[Non-Fandom] Implosion in Motion

Apr 06, 2007 13:54

Implosion in Motion
a semi-personal mix about depression

When I say 'semi-personal', what I mean is that I've put a lot of my own experiences into the making of this mix. Most, if not all, of the songs have a strong emotional impact on me because of the memories they trigger when I hear them. I admit that I cried at points during the creation of this mix, because pouring out all of this was like cutting into barely-healed wounds.

I don't know how many of the people who are reading or will read this are afflicted with depression, or any other mental illness, but this is for you. One of the worst things about a mental illness is how alone you feel. It's like no one around you understands; they tell you just 'shake it off' or 'cheer up' because honestly, life's not that bad. I was lucky beyond most people's wildest dreams — although my family history of severe depression and bipolar disorder is the reason for my own affliction, it also means that I had people around me who understood what I was going through.

Not everyone's that lucky. I feel this mix is important, because if even one person on here feels touched by it, if even one person can relate and feels even the tiniest bit of comfort, then that's enough. This mix may be my story, but it's also the story of countless others who struggle with depression every day.

So this is for them.




    

(o1)
wonderful — everclear

I go to school and I run and play
I tell the kids that it's all okay
I laugh aloud so my friends won't know
When the bell rings I just don't wanna go home

Go to my room and I close my eyes
I make believe that I have a new life
I don't believe you when you say
Everything will be wonderful someday

Promises mean everything when you're little
And the world is so big
I just don't understand how you can smile with all those tears in your eyes
When you tell me everything is wonderful now
This is the first of the two completely personal songs on this mix, but I really believe that this applies to a lot of people — even those who aren't afflicted with clinical depression. It's a song about a family quietly (and sometimes not so quietly) falling to pieces. The child keeps up a happy face, and doesn't want to hear about how her/his parents are growing further and further apart as time goes on — and even though she/he knows that things are going to change, the child is going to resist it as long as possible. Even if only in dreams.

(o2)

━━━━━━━━

Write out the post about the depression mix word for word, from "[Non-Fandom] Implosion in" to "into barely-healed wounds.", with both of those included. You won't need the records.

DATASET RECORDS>

━━━━━━━━

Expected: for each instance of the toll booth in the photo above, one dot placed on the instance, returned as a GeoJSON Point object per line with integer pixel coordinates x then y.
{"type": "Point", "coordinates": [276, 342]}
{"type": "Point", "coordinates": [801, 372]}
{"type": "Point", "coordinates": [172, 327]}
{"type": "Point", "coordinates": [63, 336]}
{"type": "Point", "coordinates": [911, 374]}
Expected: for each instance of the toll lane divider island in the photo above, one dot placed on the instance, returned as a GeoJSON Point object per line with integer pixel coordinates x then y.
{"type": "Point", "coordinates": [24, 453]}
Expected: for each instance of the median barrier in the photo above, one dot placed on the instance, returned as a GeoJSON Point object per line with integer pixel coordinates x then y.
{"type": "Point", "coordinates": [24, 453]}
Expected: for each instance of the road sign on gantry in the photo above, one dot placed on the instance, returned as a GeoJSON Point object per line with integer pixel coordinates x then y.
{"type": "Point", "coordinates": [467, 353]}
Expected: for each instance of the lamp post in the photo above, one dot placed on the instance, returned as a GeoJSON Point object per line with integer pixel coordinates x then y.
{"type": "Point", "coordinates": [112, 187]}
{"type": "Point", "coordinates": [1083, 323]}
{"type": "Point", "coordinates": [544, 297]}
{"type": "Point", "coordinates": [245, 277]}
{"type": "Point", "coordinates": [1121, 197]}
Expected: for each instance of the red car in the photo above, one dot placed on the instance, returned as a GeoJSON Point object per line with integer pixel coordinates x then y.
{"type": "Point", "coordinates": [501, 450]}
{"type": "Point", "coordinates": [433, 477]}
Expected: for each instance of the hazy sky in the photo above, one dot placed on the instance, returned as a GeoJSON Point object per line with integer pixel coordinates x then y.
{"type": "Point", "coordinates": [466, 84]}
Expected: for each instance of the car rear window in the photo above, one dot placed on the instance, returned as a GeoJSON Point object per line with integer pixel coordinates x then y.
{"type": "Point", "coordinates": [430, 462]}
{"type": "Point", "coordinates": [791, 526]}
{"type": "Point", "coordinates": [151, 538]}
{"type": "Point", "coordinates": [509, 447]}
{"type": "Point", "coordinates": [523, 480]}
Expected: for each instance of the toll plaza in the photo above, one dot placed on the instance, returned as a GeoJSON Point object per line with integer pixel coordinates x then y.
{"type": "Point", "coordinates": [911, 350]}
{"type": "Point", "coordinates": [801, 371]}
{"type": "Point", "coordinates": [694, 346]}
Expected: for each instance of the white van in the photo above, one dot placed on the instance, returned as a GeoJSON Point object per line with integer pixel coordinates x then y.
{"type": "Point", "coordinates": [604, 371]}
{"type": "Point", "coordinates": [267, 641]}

━━━━━━━━

THE COMPLETED TASK>
[Non-Fandom] Implosion in Motion

Apr 06, 2007 13:54

Implosion in Motion
a semi-personal mix about depression

When I say 'semi-personal', what I mean is that I've put a lot of my own experiences into the making of this mix. Most, if not all, of the songs have a strong emotional impact on me because of the memories they trigger when I hear them. I admit that I cried at points during the creation of this mix, because pouring out all of this was like cutting into barely-healed wounds.